▶ **Action item**
Match on the string "curling" in the entries below and return every matching line.

▶ **Records for the exercise**
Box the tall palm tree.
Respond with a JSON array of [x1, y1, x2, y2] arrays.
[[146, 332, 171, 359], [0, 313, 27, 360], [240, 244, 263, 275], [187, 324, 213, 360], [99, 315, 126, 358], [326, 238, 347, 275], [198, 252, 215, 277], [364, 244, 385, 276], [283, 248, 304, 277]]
...
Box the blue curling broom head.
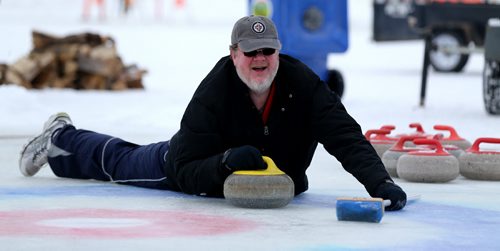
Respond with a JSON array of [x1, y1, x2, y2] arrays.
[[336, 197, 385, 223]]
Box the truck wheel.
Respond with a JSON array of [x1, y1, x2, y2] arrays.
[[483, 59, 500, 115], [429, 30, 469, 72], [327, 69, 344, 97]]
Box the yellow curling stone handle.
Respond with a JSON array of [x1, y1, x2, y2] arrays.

▶ **Exercise response**
Box the blue curling broom head.
Box the yellow curling stone handle.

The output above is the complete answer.